(Saved data entries)
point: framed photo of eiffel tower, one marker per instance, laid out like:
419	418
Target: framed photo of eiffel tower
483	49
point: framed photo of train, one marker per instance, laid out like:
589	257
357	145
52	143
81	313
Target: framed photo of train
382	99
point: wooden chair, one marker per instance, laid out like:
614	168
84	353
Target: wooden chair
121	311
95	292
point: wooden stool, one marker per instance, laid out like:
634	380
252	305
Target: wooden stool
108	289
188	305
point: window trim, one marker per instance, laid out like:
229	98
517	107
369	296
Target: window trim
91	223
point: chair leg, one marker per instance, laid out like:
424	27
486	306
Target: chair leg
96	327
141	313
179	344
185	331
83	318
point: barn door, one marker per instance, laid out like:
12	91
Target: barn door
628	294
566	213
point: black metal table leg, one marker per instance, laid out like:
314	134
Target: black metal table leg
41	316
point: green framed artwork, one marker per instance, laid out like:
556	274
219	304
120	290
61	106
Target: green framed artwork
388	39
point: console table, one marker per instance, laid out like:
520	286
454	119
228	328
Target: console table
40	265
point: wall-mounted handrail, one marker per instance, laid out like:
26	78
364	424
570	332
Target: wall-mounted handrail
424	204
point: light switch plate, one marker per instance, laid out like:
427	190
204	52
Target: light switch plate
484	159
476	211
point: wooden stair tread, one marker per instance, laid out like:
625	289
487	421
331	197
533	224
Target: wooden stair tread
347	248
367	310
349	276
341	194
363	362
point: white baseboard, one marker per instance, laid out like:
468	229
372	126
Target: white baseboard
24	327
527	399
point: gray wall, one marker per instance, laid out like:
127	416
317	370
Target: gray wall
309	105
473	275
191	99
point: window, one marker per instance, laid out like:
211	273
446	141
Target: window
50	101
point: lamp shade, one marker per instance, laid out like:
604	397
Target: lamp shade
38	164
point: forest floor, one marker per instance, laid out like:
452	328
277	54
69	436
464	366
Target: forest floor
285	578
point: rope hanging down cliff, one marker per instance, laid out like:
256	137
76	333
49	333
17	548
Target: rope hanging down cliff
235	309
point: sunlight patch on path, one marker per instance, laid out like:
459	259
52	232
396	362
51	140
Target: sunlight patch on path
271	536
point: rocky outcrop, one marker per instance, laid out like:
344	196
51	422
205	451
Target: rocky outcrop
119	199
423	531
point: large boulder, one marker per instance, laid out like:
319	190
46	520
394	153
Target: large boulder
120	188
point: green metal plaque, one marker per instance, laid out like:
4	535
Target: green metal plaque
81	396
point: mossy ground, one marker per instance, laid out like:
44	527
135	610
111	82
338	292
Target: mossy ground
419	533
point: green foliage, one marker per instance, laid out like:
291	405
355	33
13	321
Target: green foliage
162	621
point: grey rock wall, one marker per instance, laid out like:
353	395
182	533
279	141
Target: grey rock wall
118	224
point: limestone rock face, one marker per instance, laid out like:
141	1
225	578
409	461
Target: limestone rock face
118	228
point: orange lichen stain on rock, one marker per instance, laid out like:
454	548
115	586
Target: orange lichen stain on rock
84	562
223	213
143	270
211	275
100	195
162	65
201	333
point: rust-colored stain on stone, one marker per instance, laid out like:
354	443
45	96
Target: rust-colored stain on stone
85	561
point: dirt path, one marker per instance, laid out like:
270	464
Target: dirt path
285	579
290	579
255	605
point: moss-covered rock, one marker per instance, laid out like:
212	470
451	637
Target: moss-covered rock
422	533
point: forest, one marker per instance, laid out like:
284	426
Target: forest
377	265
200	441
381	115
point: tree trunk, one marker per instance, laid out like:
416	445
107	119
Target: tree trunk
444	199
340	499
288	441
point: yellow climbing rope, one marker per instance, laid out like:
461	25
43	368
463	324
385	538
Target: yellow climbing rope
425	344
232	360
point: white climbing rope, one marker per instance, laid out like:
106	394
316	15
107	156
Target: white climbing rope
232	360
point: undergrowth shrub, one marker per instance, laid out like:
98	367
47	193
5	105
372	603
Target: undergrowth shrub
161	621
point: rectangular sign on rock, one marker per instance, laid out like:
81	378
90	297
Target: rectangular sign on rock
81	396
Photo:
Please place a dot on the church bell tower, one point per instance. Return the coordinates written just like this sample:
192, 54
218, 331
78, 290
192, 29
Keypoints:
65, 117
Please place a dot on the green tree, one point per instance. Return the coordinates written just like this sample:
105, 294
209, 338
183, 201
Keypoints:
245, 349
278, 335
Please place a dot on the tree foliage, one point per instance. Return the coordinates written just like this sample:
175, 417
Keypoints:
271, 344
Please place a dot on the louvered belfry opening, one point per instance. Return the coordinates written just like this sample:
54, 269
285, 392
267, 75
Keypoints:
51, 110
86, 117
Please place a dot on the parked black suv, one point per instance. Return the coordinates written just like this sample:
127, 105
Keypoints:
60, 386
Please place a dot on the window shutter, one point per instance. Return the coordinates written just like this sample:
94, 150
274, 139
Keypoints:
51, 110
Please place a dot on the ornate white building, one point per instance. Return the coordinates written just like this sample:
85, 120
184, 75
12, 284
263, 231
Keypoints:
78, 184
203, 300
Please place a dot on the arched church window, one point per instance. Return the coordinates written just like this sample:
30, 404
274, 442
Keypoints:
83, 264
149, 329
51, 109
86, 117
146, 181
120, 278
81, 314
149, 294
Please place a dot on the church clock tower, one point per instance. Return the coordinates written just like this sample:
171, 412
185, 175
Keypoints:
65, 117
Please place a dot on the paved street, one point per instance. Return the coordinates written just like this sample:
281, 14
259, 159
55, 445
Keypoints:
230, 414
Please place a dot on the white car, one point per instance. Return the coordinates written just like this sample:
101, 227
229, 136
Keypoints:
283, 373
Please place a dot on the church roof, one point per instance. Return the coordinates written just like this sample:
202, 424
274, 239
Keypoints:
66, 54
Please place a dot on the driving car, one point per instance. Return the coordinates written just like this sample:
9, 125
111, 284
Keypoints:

Exercise prompt — Each line of the listing should be echoed back exactly.

The reply —
point: framed photo of eiffel tower, one marker per instance, laid out like:
419	418
Target: framed photo of eiffel tower
483	49
point: framed photo of train, one marker per instance, laid out like:
589	257
357	145
52	143
81	313
Target: framed photo of train
382	99
point: wooden chair, one marker per instance, laid out like:
614	168
84	353
Target: wooden chair
121	311
95	292
point: wooden stool, one marker per instance, laid out like:
634	380
252	305
Target: wooden stool
108	289
188	305
point: window trim, one marker per instance, laid out like:
229	98
517	107
369	296
Target: window trim
91	223
point: chair leg, one marker per instance, laid out like:
424	27
486	306
Target: chair leg
96	327
141	313
179	344
185	331
83	318
point: barn door, one marker per instance, laid out like:
12	91
Target: barn door
628	294
566	213
point: black metal table leg, one marker per instance, laid out like:
314	134
Target: black metal table leg
41	316
point: green framed artwork, one marker per instance, laid out like:
556	274
219	304
120	290
61	106
Target: green framed artwork
388	39
point: console table, one marker per instance, laid out like:
520	286
454	119
228	328
Target: console table
40	265
point: wall-mounted handrail, one marker per instance, laid out like:
26	78
364	424
570	332
Target: wall-mounted handrail
424	204
point: light switch plate, one marker per instance, laid out like:
427	190
204	52
Target: light switch plate
484	159
476	211
point: wooden stair tread, one marker per instance, laid out like:
625	289
487	421
331	197
533	224
Target: wooden stair tread
347	248
367	310
349	276
341	194
363	362
point: white baseboard, one marker per instance, laid out like:
468	229
372	126
Target: white baseboard
24	327
527	399
point: gray wall, one marker per instance, laid out like:
127	416
317	370
Target: gray wall
309	105
473	275
191	99
point: window, one marker per instance, laid out like:
211	273
446	141
Target: window
50	101
point: lamp shade, one marker per instance, laid out like:
604	397
Target: lamp shade
38	164
point: forest floor, one marker per instance, laid out like:
452	328
277	54
69	436
464	366
Target: forest floor
285	578
point: rope hanging down cliff, one marker per instance, laid out like:
256	137
76	333
49	333
17	548
Target: rope hanging down cliff
235	309
point: sunlight patch on path, one marker per instance, laid out like:
459	259
52	232
396	362
51	140
Target: sunlight patch on path
271	536
point: rocky outcrop, one marker per instance, laid out like:
344	196
51	422
205	451
Target: rocky outcrop
119	199
423	531
point: large boulder, one marker per instance, laid out like:
319	190
46	520
394	153
Target: large boulder
120	188
point: green metal plaque, one marker per instance, laid out like:
4	535
Target: green metal plaque
81	396
point: mossy ground, one marker per instance, laid out like:
44	527
135	610
111	82
338	292
Target: mossy ground
419	533
point: green foliage, one marker per instance, laid out like:
291	405
355	33
13	321
Target: green foliage
162	621
point: grey rock wall, one marker per instance, laid out like:
353	395
182	533
279	141
Target: grey rock wall
118	224
point: limestone rock face, one marker per instance, laid out like:
141	1
225	578
409	461
Target: limestone rock face
118	228
point: orange lichen stain on rock, one marker per instance, laid out like:
454	548
115	586
Target: orange lichen stain on rock
84	562
223	213
143	270
211	275
100	195
162	65
201	333
point: rust-colored stain on stone, one marker per instance, laid out like:
354	443
45	96
Target: rust-colored stain on stone
85	561
point: dirt path, one marker per instance, laid out like:
270	464
Target: dirt path
285	579
290	579
255	605
point: moss-covered rock, one marker per instance, laid out like:
212	470
451	637
Target: moss-covered rock
422	533
point: forest, one marker per instance, laid out like:
284	426
Target: forest
377	265
200	441
381	115
point: tree trunk, one marker per instance, laid out like:
416	445
107	119
Target: tree trunk
444	199
340	499
288	441
point: yellow climbing rope, one marker per instance, laid out like:
461	25
43	368
463	324
385	538
Target: yellow climbing rope
425	344
232	360
point: white climbing rope, one marker per instance, laid out like:
106	394
316	15
107	156
Target: white climbing rope
232	360
point: undergrowth shrub, one marker per instance, laid out like:
98	367
47	193
5	105
372	603
Target: undergrowth shrub
161	621
point: rectangular sign on rock, one marker per instance, laid out like:
81	378
90	297
Target: rectangular sign on rock
81	396
Photo:
Please place a dot on the church bell tower, one point per instance. Return the coordinates written just like this sample:
192, 54
218, 331
78, 290
192, 29
Keypoints:
65, 117
Please place a dot on the green tree, one point per instance. Return the coordinates written just like this sample:
105, 294
209, 338
183, 201
Keypoints:
245, 349
278, 335
Please place a dot on the tree foliage, one point per instance. Return the coordinates written just like this sample:
175, 417
Keypoints:
271, 344
Please place a dot on the louvered belfry opening, one point per instance. Return the coordinates written just like this sample:
54, 269
285, 392
267, 75
Keypoints:
51, 110
86, 117
Please place a dot on the parked black suv, one point per instance. Return the coordinates written just like this sample:
127, 105
Keypoints:
60, 386
Please place a dot on the window shutter, one point per instance. Return the coordinates written just like this sample:
94, 150
274, 139
Keypoints:
51, 110
Please place a dot on the ornate white building, one point per instance. Return the coordinates written just like this sample:
85, 120
184, 75
12, 284
263, 231
Keypoints:
78, 184
203, 300
Please place a dot on the arched church window, one point per instance. Return the coordinates written just like this sample:
30, 404
274, 442
Keypoints:
83, 264
149, 329
51, 109
86, 117
146, 181
120, 278
81, 314
149, 294
Please place a dot on the church clock tower, one point per instance. Return the coordinates written just like this sample:
171, 412
185, 175
Keypoints:
65, 117
Please place a dot on the paved street, one point per instance. Return the coordinates written just like this sample:
281, 14
259, 159
55, 445
Keypoints:
230, 414
Please place a dot on the white car, one point per instance. Return the coordinates written just like this sample:
101, 227
229, 136
Keypoints:
283, 373
Please place a dot on the church roof, one point per instance. Return the coordinates written just like this sample:
202, 424
274, 239
Keypoints:
66, 54
Please place a dot on the driving car, one point per instance. Return the coordinates written just like this sample:
9, 125
111, 284
Keypoints:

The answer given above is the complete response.